#### TÂCHE COURTE A
Mettez à jour le texte sur le maintien de l'ordre : recopiez tout ce qui va de « En matière de » jusqu'à « pas à s’engager ? », en remplaçant « gauchistes » par « militants ».
#### TÂCHE COURTE B
Rédigez la suite du texte sur le maintien de l'ordre, en reprenant après sa dernière phrase.

#### TEXTE CHOISI

________________________________________

En matière de maintien de l’ordre, je crois savoir que l’on se trouve bien souvent confronté à des événements inattendus, la situation étant parfois éloignée de ce que l’on souhaiterait. Vous avez parlé d’équilibre. Considériez-vous qu’il s’agissait d’un équilibre entre des gauchistes impétueux qui n’auraient pas dû être là et des personnes du Front National qui y étaient et qui n’auraient pas dû y être ? Par conséquent, que l’équilibre étant réalisé, les forces de polices n’avaient pas à s’engager ?

J’ai le sentiment, après avoir vu les reportages à la télévision et entendu des journalistes de grands hebdomadaires d’information comme L’Express ou Le Point - qui n’appartiennent donc pas à une presse extrémiste - d’une carence quelques heures durant de la police, laissant la place à une formation paramilitaire du Front National avec des équipements qui ressemblaient - effectivement les jeunes manifestants s’y sont trompés - à des équipements de policiers ou de gendarmes mobiles. Ils ont - ce fut confirmé, semble-t-il - utilisé des grenades lacrymogènes, puisque des volutes blanches furent constatées par certains fonctionnaires des renseignements généraux.

________________________________________

#### ITEMS RÉPERTORIÉS
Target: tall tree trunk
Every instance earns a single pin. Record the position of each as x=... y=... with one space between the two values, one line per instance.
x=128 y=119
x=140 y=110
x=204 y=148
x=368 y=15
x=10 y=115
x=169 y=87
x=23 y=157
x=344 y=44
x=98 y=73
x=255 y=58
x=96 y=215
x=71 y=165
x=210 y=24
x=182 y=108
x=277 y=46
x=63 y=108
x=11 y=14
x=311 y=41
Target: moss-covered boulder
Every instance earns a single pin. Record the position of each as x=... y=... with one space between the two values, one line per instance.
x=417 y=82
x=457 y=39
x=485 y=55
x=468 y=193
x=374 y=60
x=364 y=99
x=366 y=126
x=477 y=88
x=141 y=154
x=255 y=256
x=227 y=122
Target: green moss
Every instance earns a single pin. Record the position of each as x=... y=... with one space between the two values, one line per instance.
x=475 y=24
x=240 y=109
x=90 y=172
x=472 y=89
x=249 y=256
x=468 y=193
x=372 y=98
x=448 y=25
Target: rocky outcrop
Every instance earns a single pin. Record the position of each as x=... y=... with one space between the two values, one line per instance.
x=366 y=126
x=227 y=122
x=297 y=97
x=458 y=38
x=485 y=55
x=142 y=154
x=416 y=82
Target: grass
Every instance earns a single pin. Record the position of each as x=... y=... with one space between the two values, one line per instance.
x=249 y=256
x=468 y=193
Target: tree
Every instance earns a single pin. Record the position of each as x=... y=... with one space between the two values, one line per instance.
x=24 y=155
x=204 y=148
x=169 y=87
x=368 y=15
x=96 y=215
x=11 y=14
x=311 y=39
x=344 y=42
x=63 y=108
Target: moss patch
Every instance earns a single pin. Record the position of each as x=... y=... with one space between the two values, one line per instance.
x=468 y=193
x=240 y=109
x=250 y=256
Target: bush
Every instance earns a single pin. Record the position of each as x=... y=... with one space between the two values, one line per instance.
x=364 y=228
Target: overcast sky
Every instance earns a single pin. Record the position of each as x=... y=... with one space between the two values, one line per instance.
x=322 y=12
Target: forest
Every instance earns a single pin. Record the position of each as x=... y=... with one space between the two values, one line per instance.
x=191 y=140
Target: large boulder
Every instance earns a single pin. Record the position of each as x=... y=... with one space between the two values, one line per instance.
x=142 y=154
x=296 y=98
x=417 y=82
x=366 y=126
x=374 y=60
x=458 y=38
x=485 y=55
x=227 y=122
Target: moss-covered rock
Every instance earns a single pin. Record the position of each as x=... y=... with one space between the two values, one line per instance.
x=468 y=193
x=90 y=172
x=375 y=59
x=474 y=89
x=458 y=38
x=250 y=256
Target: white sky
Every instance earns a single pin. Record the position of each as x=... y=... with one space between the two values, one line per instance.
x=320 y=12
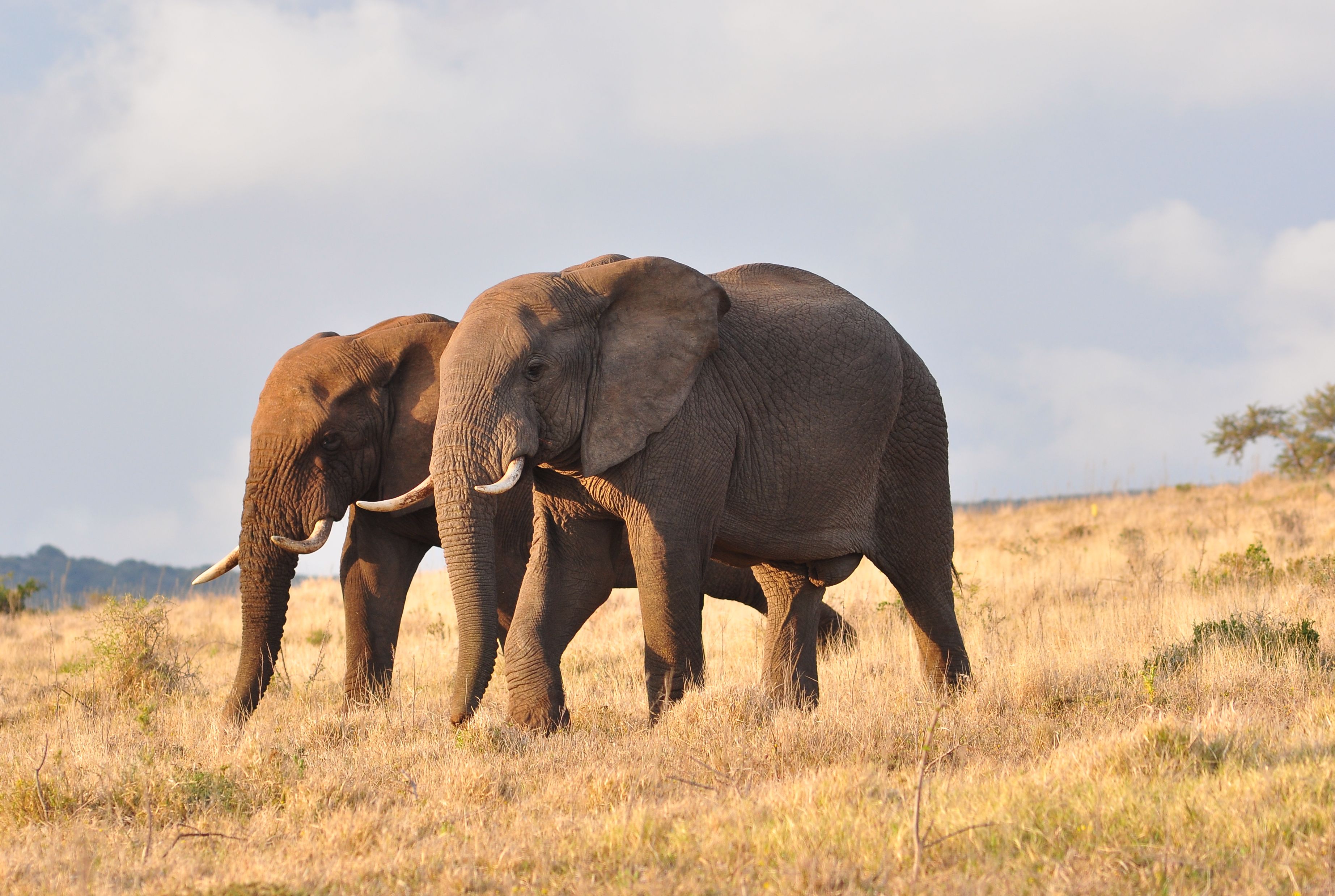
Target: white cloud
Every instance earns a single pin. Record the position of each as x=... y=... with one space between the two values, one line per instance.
x=1174 y=249
x=1103 y=405
x=1293 y=311
x=191 y=99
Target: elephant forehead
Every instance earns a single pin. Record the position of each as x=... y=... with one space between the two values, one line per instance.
x=534 y=300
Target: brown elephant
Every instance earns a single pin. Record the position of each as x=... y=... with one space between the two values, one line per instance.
x=352 y=417
x=762 y=416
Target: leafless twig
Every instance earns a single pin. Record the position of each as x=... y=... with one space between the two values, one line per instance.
x=37 y=775
x=924 y=751
x=956 y=834
x=923 y=840
x=319 y=667
x=75 y=699
x=149 y=808
x=195 y=832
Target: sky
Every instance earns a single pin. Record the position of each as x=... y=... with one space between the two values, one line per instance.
x=1101 y=225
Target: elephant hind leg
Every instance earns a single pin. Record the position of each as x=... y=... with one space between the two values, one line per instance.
x=789 y=666
x=915 y=529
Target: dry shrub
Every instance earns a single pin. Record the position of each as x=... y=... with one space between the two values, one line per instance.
x=134 y=656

________________________________________

#### RÉSULTAT DE L'EXERCICE A
En matière de maintien de l’ordre, je crois savoir que l’on se trouve bien souvent confronté à des événements inattendus, la situation étant parfois éloignée de ce que l’on souhaiterait. Vous avez parlé d’équilibre. Considériez-vous qu’il s’agissait d’un équilibre entre des militants impétueux qui n’auraient pas dû être là et des personnes du Front National qui y étaient et qui n’auraient pas dû y être ? Par conséquent, que l’équilibre étant réalisé, les forces de polices n’avaient pas à s’engager ?

#### RÉSULTAT DE L'EXERCICE B
Ce sentiment de la presse est, du reste, partagé en partie par les membres du Front National qui disent avoir appelé en vain au secours.

Certes, il n’y a eu ni violences extrêmes ni blessés graves, mais c’est la première fois dans l’histoire du Front National que l’on voit une police privée tenir tête à des manifestants et maintenir l’ordre. C’est ce qui nous a paru choquant, de même qu’aux journalistes présents. Pourquoi la police n’est-elle pas intervenue ou à quel moment est-elle intervenue ? Vous dites que cela s’est passé très rapidement. Mais les renseignements que nous avons, qui au demeurant peuvent être faux, font état d’une assez longue durée si l’on considère le temps de l’entrée de M. Bruno Gollnisch dans les bâtiments ajoutée à celle de la tenue du meeting. Pendant ce temps, à l’extérieur, avait lieu cet affrontement " équilibré " entre les deux parties, suivi, à la sortie, par de nouveaux affrontements.

Les témoins, à savoir les journalistes et des personnes du DPS, dont M. Bernard Courcelle, ont été choqués par la non-intervention des CRS, présents à trois cents mètres. Par conséquent, pour notre mission d’enquête, il s’agit là d’un événement, peut-être pas très important, mais emblématique de l’absence de police pour des raisons que l’on ne s’explique pas totalement et d’une police parallèle d’un mouvement politique.

D’où ma question : pourriez-vous expliquer cette absence de réaction de la police qui ne me convainc pas totalement, sauf à dire " Laissons ces gens-là s’étriper entre eux ; ils sont à égalité, on verra après. " ? Cela m’inquiète.

M. Denis PRIEUR : Il ne s’agissait pas du tout de cela.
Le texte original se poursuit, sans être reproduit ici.